# [WHAT THIS TASK INVOLVES]
Return each of the following lines verbatim, without altering any word, number, or punctuation mark.

# [EXERCISE DATA]
☆ ☆ ☆ ☆
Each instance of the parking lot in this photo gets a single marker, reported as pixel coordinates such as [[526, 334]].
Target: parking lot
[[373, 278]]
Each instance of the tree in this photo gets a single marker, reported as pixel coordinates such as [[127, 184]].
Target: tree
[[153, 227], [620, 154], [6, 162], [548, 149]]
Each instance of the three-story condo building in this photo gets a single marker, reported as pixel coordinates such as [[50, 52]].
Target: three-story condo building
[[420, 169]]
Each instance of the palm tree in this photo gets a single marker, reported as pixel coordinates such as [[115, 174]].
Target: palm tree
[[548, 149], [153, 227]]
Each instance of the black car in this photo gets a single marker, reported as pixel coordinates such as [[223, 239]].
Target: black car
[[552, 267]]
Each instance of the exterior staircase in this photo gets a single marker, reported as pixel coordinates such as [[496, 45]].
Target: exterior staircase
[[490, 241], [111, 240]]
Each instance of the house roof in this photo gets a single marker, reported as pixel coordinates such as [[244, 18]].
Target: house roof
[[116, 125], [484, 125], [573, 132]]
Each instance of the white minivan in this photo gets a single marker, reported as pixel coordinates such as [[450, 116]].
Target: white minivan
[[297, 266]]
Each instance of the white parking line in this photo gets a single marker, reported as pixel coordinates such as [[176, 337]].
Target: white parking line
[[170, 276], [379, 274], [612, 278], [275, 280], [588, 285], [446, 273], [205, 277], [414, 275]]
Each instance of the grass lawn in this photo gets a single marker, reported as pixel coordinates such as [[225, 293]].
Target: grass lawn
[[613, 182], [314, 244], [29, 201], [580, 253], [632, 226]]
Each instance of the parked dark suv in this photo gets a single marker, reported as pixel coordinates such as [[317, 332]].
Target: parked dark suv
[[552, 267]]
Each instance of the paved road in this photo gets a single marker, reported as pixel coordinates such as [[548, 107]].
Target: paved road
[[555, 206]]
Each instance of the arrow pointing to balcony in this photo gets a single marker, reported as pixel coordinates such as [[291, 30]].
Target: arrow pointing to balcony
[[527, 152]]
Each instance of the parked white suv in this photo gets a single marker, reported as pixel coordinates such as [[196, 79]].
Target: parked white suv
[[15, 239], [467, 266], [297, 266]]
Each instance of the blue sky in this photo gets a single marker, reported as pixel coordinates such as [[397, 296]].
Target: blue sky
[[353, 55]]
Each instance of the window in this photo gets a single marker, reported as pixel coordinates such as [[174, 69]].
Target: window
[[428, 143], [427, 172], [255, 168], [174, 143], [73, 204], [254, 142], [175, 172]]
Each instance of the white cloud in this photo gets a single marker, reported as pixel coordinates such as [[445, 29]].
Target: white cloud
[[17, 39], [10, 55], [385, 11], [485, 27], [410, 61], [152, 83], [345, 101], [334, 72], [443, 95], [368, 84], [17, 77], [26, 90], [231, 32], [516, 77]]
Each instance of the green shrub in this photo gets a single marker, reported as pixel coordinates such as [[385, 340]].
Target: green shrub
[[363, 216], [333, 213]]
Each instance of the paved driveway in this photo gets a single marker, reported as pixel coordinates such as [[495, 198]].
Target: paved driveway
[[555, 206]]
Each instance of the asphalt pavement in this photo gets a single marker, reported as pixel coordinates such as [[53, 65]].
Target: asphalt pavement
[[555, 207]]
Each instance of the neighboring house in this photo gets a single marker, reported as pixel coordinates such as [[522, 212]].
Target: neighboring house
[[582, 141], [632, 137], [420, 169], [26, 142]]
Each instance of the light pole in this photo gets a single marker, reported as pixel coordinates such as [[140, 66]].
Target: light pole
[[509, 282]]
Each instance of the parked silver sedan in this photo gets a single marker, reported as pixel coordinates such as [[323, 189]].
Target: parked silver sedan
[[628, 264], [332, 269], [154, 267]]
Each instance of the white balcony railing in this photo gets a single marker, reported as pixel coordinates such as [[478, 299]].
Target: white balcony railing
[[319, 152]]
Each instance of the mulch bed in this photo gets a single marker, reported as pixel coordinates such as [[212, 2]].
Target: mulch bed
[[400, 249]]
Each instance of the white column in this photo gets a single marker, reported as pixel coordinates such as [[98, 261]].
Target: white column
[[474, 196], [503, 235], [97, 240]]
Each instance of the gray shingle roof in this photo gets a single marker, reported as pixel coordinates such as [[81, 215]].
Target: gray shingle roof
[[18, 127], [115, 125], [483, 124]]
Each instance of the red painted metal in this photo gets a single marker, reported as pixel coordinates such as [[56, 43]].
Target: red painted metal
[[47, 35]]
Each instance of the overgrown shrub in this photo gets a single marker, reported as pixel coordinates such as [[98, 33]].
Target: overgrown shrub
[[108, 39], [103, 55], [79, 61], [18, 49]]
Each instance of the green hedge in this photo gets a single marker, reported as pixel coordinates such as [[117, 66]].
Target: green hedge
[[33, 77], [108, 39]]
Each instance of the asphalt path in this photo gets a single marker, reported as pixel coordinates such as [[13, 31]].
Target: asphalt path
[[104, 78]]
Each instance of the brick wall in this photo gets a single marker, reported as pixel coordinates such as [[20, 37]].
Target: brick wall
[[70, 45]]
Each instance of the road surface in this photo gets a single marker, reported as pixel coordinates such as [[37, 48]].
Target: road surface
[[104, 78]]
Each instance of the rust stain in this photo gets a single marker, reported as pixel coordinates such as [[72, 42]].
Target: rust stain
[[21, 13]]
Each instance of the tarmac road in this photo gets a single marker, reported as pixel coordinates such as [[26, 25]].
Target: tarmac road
☆ ☆ ☆ ☆
# [THE RESULT]
Each instance of the parking lot in this photo gets a single marker, reported as pixel coordinates such as [[526, 334]].
Target: parking lot
[[373, 278]]
Each instance of the tree in this photo gets a single marker, reported as pixel coordinates such as [[127, 184]].
Target: tree
[[153, 227], [620, 154], [6, 162], [548, 149]]
Each instance of the three-story condo building in this photo gets a single marker, reported as pixel coordinates such as [[50, 52]].
Target: three-story condo building
[[420, 169]]
Each instance of the palm tree in this photo gets a single marker, reported as pixel coordinates such as [[115, 174]].
Target: palm tree
[[548, 149], [153, 227]]
Each instance of the black car in this photo gets a single marker, reported as pixel coordinates such as [[223, 239]].
Target: black car
[[552, 267]]
Each instance of the exterior staircase in this photo gets a single marker, reported as pixel coordinates such as [[496, 45]].
Target: exterior staircase
[[490, 241], [111, 240]]
Each instance of the house roof in this photo gets a single marker, reported as pixel coordinates such as [[244, 18]].
Target: house roof
[[116, 125], [484, 125], [573, 132]]
Each instance of the white minivan in this photo gets a single marker, reported as pixel coordinates such as [[450, 116]].
Target: white minivan
[[297, 266]]
Each instance of the white parking line in this photo gets a single marker, reported as pixel coordinates such as [[176, 337]].
Target: white parking line
[[170, 276], [379, 274], [612, 278], [275, 280], [588, 285], [446, 273], [205, 277], [414, 275]]
Each instance of the grass lawn in this photo gets a single marker, reported as pixel coordinates such as [[225, 293]].
Target: grass lawn
[[613, 182], [314, 244], [29, 201], [580, 253], [632, 226]]
Each instance of the parked dark suv in this photo gets a single marker, reported as pixel coordinates such as [[317, 332]].
Target: parked dark suv
[[552, 267]]
Each instance of the paved road in this photo gets a single marker, reported as pixel coordinates such as [[548, 107]].
Target: paved road
[[555, 206]]
Each instance of the arrow pointing to balcony in this photo gets a single marker, reported as pixel coordinates such as [[291, 30]].
Target: arrow pointing to balcony
[[527, 152]]
Each instance of the parked white suv in this photo gets a single marker, reported as pixel coordinates such as [[196, 79]].
Target: parked white suv
[[15, 239], [467, 266], [297, 266]]
Each instance of the blue sky in this photo gets a single marker, reported as pixel coordinates such as [[397, 296]].
Target: blue sky
[[353, 55]]
Each instance of the window in this photo gets a single marker, reported as pixel coordinates such as [[174, 69]].
Target: window
[[428, 143], [427, 172], [255, 168], [174, 143], [73, 204], [254, 142], [175, 172]]
Each instance of the white cloud in this photo gets a single marker, reported as pixel coordinates such as [[445, 29]].
Target: white cloud
[[17, 39], [10, 55], [385, 11], [485, 27], [410, 61], [152, 83], [345, 101], [334, 72], [443, 95], [368, 84], [17, 77], [26, 90], [231, 32], [516, 77]]
Each instance of the green shrub in this photo gets a single marker, reported as pixel coordinates such as [[385, 340]].
Target: green shrub
[[363, 216], [333, 213]]
Each instance of the paved driveway in this photo gets a single marker, reported as pixel coordinates such as [[495, 198]].
Target: paved driveway
[[555, 206]]
Each instance of the asphalt pavement in this photo gets a single marker, reported as pixel coordinates such as [[53, 65]].
Target: asphalt pavement
[[555, 207]]
Each instance of the neighboring house in this photo gets a single marker, reported as pixel coordinates such as [[522, 212]].
Target: neighboring house
[[582, 141], [632, 137], [420, 169], [26, 142]]
Each instance of the light pole in this photo gets a single marker, reported as pixel coordinates such as [[140, 66]].
Target: light pole
[[509, 282]]
Each instance of the parked silver sedan in this photo gets a single marker, reported as pixel coordinates such as [[323, 189]].
Target: parked silver sedan
[[628, 264], [332, 269], [154, 267]]
Each instance of the white balcony railing in this photo gets a single marker, reported as pixel coordinates such as [[478, 299]].
Target: white balcony railing
[[319, 152]]
Each instance of the mulch bed in this photo gets a single marker, reported as pixel coordinates such as [[212, 2]].
Target: mulch bed
[[400, 249]]
Each instance of the white column in this photo gets a single marker, reported as pixel coordinates such as [[98, 261]].
Target: white column
[[474, 196], [503, 235], [97, 240]]
Each instance of the gray shingle roof in this photo gets a single marker, reported as pixel coordinates such as [[81, 215]].
Target: gray shingle roof
[[18, 127], [115, 125], [483, 124]]
Each instance of the red painted metal in this photo gets a single marker, reported as pixel coordinates such as [[56, 43]].
Target: red painted metal
[[47, 35]]
Each instance of the overgrown shrub in this photo gets a single marker, reported as pixel coordinates such as [[98, 33]].
Target: overgrown shrub
[[108, 39], [103, 55], [79, 61], [18, 49]]
Each instance of the green hedge in this photo gets a single marker, reported as pixel coordinates such as [[117, 66]].
Target: green hedge
[[33, 77], [108, 39]]
Each instance of the asphalt path in this photo gets a single marker, reported as pixel coordinates such as [[13, 31]].
Target: asphalt path
[[104, 78]]
Each instance of the brick wall in this photo gets a single marker, reported as pixel coordinates such as [[20, 37]].
Target: brick wall
[[70, 45]]
Each instance of the road surface in this photo gets a single marker, reported as pixel coordinates such as [[37, 48]].
Target: road surface
[[104, 78]]
Each instance of the rust stain in this photo gets a single marker, reported as pixel coordinates such as [[72, 42]].
Target: rust stain
[[21, 13]]
Each instance of the tarmac road in this photo gets a single marker, reported as pixel coordinates such as [[26, 25]].
Target: tarmac road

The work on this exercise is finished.